*Task brief*. Copy out the stretch of lines below that starts with the line containing "Objective — one point per instance of the curved" and ends with the line containing "Target: curved stem", including both of those lines, reproducing each one word for word.

BEGIN Dataset rows

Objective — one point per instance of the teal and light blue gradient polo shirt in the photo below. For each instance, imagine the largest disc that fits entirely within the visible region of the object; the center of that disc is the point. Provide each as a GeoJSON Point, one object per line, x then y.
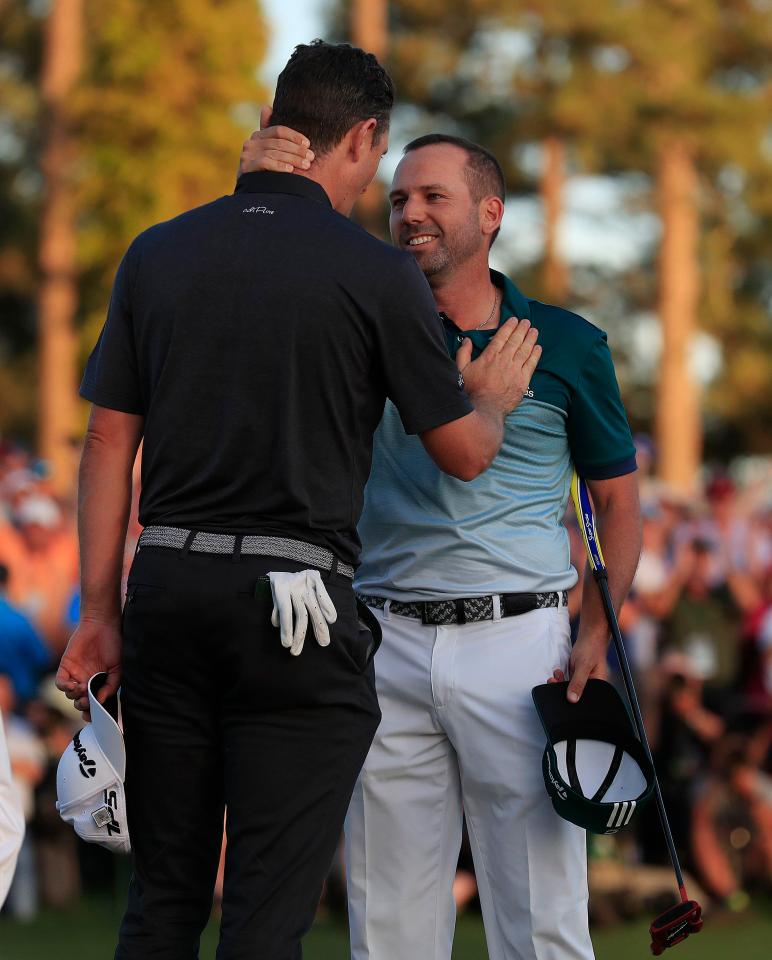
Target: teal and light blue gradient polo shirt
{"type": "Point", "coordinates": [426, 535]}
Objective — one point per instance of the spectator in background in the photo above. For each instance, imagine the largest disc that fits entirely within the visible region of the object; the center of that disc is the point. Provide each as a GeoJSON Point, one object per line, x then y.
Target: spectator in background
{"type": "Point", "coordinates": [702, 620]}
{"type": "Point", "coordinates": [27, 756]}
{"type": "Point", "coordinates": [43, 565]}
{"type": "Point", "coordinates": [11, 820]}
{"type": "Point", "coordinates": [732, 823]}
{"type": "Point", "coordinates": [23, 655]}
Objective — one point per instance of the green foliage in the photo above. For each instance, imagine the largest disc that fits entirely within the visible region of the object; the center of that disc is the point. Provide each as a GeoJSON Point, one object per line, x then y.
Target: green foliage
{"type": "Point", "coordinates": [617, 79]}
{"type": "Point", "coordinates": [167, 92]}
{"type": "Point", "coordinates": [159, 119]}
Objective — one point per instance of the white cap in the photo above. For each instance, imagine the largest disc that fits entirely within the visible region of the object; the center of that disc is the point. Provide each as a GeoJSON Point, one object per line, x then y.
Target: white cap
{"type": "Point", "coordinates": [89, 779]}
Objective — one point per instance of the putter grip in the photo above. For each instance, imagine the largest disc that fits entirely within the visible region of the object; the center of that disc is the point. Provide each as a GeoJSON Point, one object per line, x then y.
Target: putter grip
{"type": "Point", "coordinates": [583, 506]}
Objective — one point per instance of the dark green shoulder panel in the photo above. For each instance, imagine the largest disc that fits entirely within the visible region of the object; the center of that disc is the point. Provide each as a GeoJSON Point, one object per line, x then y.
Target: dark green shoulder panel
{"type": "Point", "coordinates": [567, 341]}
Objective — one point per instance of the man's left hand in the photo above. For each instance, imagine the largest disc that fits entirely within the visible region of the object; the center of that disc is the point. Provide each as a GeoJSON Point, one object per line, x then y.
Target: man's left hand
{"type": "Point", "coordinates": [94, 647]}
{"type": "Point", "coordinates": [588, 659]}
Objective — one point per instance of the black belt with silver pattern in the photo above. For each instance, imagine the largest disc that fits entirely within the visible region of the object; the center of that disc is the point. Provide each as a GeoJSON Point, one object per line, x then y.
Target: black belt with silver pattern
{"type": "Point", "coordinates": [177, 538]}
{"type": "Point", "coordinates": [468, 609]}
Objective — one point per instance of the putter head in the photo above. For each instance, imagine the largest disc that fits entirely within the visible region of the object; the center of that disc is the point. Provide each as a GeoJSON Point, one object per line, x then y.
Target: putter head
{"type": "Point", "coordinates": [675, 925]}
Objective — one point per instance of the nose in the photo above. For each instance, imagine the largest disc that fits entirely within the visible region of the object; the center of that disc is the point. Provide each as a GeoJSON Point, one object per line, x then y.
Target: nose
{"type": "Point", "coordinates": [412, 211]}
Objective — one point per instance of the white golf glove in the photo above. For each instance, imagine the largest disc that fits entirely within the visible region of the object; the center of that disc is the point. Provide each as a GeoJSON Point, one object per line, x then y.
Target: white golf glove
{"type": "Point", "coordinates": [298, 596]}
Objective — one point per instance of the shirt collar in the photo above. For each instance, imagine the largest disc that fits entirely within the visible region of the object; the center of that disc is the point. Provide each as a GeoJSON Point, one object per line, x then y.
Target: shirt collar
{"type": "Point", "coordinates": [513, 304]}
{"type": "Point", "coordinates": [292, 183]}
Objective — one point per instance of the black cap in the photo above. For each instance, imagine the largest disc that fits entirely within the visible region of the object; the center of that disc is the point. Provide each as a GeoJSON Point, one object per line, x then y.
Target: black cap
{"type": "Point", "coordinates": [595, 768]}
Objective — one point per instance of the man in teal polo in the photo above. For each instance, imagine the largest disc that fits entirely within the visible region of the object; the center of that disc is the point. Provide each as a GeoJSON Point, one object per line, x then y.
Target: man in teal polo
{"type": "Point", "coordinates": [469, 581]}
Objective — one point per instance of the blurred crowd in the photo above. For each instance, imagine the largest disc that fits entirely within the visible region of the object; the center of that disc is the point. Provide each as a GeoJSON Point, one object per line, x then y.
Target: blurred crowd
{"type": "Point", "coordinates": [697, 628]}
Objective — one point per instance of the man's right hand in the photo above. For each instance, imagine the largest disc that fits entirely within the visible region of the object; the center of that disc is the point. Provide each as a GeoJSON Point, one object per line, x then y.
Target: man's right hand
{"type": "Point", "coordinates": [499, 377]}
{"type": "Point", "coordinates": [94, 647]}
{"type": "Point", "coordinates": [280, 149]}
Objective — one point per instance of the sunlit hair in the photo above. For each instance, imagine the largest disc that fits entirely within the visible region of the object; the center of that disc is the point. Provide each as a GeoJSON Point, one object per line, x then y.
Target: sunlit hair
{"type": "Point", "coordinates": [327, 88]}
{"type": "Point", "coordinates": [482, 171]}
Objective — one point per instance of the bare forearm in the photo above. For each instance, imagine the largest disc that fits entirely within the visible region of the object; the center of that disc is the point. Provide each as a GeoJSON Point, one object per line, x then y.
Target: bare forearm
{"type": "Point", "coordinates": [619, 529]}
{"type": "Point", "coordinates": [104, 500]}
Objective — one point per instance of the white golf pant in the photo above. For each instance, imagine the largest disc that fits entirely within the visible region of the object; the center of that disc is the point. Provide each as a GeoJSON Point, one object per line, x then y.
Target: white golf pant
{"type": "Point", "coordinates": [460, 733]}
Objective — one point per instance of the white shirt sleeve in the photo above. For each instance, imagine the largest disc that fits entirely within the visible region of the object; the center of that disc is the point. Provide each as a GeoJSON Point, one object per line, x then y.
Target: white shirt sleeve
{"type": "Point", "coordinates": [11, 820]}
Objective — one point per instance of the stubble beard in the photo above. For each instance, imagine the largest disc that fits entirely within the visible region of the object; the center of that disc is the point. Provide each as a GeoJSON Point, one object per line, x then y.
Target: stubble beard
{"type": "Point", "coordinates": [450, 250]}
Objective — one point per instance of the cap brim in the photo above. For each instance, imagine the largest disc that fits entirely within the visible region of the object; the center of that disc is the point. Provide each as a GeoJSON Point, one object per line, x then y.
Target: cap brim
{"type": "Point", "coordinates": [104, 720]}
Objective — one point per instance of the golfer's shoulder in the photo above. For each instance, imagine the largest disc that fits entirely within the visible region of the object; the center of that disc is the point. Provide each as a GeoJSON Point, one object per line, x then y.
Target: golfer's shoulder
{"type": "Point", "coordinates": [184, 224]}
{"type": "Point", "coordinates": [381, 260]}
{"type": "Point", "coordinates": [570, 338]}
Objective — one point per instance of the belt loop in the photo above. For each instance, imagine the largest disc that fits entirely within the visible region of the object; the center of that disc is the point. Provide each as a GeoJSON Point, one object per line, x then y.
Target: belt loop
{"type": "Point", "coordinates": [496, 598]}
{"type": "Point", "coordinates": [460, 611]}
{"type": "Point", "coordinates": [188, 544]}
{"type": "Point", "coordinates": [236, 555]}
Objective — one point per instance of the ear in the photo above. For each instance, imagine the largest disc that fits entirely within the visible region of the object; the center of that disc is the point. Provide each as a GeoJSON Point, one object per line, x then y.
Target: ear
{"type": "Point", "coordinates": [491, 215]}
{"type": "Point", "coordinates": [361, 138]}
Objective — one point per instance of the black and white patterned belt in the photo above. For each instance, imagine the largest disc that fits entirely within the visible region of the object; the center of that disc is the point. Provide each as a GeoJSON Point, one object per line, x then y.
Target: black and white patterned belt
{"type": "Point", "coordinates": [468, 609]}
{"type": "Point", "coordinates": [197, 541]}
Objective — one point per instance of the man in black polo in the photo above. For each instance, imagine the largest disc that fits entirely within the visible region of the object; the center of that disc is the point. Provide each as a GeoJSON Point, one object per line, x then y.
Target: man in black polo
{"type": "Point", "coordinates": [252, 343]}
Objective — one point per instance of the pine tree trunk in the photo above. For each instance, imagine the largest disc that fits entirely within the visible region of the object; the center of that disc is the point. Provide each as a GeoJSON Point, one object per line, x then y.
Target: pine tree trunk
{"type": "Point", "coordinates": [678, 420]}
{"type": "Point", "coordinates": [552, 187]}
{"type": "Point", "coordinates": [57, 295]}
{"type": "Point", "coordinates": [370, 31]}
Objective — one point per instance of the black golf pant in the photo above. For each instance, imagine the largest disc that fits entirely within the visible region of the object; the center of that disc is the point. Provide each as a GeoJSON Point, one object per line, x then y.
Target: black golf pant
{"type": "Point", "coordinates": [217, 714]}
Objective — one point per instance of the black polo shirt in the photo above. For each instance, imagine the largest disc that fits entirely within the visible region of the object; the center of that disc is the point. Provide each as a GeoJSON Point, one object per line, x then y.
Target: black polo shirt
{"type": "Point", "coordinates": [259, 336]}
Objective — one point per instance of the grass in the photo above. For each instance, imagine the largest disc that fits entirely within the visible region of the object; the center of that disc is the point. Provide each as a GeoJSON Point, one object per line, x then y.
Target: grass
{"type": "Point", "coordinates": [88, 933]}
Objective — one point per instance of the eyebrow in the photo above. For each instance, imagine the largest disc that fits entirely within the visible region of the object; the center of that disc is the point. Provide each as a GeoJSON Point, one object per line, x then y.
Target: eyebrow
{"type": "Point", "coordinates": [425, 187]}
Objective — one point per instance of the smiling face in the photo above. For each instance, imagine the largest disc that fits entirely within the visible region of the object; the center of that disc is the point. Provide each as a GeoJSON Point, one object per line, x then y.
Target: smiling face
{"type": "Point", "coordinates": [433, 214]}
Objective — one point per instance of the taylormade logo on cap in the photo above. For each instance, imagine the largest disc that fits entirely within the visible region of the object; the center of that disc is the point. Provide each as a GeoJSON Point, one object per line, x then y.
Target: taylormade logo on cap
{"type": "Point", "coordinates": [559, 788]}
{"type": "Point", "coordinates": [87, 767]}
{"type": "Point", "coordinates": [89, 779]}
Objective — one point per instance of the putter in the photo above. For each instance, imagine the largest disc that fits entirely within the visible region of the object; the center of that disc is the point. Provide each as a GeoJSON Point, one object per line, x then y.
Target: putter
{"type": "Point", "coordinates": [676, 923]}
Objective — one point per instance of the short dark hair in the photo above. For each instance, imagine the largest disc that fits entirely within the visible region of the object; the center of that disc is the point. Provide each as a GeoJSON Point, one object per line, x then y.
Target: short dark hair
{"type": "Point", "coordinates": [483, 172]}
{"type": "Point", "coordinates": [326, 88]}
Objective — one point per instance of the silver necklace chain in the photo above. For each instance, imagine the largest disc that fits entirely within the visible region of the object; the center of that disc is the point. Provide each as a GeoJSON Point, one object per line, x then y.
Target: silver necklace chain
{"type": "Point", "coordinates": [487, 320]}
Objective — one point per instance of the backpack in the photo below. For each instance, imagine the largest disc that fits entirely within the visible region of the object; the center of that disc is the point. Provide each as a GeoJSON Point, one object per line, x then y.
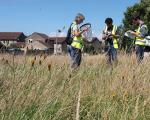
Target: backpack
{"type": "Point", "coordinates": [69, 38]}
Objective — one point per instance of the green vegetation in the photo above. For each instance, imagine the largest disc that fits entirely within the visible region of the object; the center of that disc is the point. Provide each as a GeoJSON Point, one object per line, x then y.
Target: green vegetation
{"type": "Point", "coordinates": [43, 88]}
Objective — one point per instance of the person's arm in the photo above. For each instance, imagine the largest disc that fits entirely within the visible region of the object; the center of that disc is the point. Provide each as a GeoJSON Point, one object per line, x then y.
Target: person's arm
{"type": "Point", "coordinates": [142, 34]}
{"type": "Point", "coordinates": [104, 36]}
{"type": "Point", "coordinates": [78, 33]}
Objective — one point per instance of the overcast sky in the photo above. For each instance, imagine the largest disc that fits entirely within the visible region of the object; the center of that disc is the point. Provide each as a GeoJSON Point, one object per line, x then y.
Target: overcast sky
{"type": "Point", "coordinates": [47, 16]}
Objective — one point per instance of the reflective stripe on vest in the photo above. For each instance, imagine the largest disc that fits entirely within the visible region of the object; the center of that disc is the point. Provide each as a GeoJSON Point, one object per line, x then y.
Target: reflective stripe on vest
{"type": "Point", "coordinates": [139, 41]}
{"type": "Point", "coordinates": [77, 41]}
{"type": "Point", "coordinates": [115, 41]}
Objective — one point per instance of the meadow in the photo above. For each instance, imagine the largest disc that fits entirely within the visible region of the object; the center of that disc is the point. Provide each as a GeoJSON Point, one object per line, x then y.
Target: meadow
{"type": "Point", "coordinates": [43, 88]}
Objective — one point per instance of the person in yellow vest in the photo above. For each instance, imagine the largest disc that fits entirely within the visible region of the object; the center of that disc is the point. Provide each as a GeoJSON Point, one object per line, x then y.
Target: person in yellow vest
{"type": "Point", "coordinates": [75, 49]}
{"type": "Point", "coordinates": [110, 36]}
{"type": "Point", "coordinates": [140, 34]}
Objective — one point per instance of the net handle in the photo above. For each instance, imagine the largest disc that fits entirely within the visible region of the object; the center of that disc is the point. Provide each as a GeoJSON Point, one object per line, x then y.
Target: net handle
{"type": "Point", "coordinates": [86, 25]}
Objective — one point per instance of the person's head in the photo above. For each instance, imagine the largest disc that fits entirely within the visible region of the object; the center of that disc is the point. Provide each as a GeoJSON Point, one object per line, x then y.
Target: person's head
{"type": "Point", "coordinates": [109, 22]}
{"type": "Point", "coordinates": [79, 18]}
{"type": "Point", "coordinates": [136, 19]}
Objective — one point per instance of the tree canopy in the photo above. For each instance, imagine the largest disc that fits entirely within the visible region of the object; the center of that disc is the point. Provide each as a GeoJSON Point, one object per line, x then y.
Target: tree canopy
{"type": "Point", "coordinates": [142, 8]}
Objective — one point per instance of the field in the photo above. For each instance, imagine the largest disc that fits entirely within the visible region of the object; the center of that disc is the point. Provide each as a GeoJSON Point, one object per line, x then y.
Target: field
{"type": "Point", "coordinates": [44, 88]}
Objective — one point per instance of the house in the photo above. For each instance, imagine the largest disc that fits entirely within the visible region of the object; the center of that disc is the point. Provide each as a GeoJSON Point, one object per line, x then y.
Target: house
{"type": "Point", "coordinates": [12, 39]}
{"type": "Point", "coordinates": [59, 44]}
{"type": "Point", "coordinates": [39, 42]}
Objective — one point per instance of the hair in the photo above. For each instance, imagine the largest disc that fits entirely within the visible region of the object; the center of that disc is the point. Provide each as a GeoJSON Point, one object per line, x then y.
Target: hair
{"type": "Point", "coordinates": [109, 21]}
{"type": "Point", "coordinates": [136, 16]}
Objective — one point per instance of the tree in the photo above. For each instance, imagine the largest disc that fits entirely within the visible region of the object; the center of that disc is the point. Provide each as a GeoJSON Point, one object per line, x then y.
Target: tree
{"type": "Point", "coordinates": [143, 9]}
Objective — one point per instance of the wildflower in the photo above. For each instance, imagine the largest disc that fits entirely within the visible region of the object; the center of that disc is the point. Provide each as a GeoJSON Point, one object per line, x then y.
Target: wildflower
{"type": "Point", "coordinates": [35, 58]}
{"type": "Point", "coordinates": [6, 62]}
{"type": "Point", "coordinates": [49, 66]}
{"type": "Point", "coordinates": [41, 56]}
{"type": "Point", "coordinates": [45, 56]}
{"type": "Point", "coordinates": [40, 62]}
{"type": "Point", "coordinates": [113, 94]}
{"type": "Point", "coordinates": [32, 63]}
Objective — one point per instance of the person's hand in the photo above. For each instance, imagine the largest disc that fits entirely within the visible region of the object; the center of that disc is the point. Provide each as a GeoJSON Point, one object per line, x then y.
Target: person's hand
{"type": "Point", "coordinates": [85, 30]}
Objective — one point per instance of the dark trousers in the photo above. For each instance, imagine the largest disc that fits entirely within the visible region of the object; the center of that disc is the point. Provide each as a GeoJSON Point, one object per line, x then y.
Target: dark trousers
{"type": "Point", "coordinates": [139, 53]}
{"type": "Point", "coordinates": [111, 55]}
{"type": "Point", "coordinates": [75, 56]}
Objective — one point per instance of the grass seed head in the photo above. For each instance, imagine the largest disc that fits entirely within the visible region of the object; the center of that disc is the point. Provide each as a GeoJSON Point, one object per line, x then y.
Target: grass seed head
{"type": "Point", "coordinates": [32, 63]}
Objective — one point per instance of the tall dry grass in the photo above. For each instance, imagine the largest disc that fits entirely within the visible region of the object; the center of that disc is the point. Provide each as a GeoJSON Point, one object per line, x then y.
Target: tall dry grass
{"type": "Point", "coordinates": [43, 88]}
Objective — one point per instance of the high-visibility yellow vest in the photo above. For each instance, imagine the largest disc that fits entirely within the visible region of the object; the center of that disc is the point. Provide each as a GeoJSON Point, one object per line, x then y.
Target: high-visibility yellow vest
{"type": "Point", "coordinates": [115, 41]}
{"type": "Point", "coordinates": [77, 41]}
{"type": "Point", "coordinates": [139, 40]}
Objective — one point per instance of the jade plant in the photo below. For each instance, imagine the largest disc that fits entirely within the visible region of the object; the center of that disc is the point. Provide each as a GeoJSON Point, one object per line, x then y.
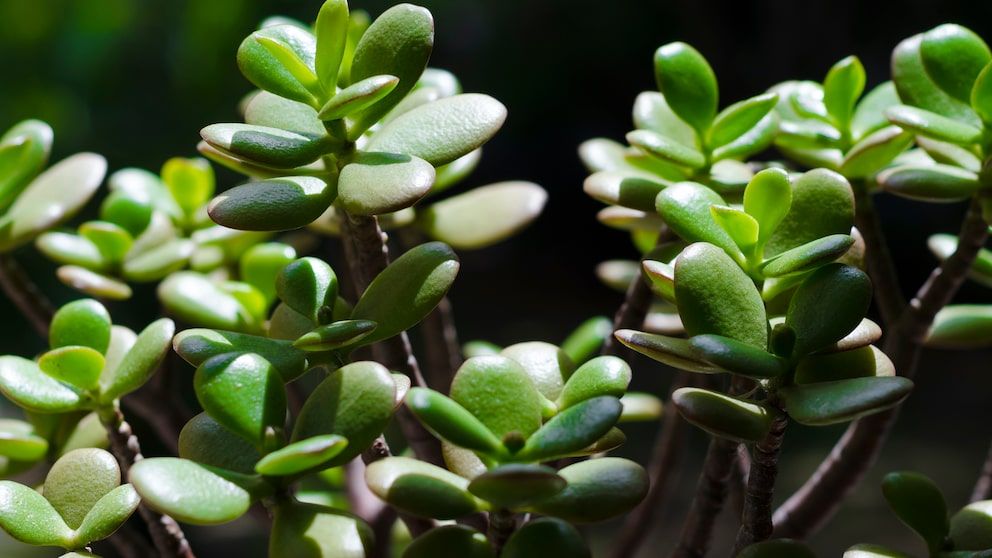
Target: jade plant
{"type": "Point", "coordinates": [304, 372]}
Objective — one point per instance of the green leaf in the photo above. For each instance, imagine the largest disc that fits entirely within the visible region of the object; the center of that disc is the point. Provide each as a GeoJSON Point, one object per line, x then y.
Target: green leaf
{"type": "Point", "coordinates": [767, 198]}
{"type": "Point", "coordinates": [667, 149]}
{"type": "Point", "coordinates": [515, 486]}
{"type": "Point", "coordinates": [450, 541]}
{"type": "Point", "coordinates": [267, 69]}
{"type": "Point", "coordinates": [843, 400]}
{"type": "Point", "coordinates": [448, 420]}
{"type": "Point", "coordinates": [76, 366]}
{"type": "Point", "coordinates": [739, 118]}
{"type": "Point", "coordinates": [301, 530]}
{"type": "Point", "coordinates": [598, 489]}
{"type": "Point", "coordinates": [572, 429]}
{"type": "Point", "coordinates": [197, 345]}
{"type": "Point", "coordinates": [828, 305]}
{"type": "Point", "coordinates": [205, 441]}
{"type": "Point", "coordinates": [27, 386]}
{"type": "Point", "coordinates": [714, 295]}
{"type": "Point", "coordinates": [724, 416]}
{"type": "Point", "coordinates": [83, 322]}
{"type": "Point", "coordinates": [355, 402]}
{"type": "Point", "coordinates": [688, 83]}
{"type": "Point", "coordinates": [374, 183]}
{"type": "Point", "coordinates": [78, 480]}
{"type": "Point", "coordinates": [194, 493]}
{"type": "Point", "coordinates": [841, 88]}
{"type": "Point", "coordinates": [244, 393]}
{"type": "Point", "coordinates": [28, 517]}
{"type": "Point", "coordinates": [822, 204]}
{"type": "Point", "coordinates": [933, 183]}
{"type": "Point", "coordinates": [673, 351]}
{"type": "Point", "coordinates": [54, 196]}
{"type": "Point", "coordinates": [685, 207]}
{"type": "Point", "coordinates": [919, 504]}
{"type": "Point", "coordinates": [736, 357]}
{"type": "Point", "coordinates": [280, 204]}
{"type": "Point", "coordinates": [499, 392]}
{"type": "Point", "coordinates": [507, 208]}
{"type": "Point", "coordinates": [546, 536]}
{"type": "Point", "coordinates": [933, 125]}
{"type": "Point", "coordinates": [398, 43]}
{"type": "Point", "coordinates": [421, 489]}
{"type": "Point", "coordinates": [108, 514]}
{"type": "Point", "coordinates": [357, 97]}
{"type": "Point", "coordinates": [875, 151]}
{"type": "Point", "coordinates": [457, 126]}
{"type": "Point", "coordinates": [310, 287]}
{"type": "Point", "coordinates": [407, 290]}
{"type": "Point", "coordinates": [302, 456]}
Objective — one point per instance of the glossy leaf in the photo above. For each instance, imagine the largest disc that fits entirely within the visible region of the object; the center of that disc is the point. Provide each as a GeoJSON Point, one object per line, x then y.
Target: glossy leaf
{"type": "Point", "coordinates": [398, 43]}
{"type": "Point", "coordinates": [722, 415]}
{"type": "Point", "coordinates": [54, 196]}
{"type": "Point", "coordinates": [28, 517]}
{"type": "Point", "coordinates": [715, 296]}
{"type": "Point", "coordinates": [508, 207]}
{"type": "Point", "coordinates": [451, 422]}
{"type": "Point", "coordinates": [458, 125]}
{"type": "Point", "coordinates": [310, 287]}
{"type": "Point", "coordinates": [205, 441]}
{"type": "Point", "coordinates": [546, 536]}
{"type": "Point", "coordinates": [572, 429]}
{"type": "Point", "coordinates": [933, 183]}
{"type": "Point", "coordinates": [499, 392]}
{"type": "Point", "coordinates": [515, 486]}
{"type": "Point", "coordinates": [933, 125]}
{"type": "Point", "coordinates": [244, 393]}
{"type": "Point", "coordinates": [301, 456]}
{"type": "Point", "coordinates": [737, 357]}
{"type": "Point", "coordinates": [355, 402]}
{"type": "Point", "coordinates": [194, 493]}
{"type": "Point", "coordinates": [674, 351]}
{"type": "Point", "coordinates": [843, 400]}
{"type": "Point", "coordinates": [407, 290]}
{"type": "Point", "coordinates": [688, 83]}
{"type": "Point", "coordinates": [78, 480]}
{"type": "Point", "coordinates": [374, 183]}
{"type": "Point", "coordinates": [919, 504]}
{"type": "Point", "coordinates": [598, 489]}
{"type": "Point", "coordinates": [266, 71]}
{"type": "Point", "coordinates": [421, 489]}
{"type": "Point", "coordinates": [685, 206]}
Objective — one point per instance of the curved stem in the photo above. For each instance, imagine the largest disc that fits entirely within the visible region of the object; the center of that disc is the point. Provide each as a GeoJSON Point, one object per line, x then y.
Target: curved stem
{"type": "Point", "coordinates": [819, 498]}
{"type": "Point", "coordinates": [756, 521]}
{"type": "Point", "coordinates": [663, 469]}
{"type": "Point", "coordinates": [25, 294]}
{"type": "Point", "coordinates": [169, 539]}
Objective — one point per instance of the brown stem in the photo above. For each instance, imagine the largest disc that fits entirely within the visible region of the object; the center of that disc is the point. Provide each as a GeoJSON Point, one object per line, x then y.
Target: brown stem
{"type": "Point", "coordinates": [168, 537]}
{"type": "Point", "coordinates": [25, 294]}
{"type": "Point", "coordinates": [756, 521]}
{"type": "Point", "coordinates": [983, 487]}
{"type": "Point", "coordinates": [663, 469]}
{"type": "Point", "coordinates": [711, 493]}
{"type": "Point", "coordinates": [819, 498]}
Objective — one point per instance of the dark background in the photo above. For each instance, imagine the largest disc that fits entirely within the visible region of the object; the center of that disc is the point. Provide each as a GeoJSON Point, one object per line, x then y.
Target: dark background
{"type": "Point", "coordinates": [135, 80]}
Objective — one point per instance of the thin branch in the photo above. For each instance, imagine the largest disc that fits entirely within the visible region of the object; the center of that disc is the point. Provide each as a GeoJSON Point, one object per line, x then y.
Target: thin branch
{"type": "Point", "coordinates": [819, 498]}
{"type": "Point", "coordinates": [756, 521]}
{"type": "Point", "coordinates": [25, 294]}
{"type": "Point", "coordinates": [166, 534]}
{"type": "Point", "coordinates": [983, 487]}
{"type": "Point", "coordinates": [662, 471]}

END Dataset rows

*Result*.
Objective — one point per instance of the curved stem in the photo above. For each instance, imagine the largest disc that fits entirely within the visible region of the object; the center of that disc is the point. Provide each as a GeoJSON Point, one object per line, x then y.
Target: curved stem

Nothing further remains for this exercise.